▶ **THE REQUEST**:
Write out all of the following rows word for word, without changing anything.

[Rows taken from a pointing dataset]

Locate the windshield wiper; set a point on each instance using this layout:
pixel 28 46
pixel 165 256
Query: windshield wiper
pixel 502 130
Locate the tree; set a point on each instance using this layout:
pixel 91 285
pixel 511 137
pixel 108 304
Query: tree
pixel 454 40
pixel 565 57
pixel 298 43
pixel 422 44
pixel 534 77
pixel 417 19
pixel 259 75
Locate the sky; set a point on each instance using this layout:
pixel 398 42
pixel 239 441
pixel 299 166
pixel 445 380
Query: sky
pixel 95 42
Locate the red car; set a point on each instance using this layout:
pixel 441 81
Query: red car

▶ **RESPONSE TO THIS EXERCISE**:
Locate the windshield wiper; set a point on each instance using this layout:
pixel 28 46
pixel 165 256
Query: windshield wiper
pixel 502 130
Locate the tree; set a point on each instance using this layout:
pixel 91 285
pixel 511 137
pixel 108 304
Query: tree
pixel 454 40
pixel 565 57
pixel 298 43
pixel 422 44
pixel 534 77
pixel 417 19
pixel 259 75
Locate the sky; set a point on each instance using this layout:
pixel 398 42
pixel 239 441
pixel 299 166
pixel 445 380
Query: sky
pixel 95 42
Locate the red car; set a point on each instance using this layout:
pixel 441 81
Query: red car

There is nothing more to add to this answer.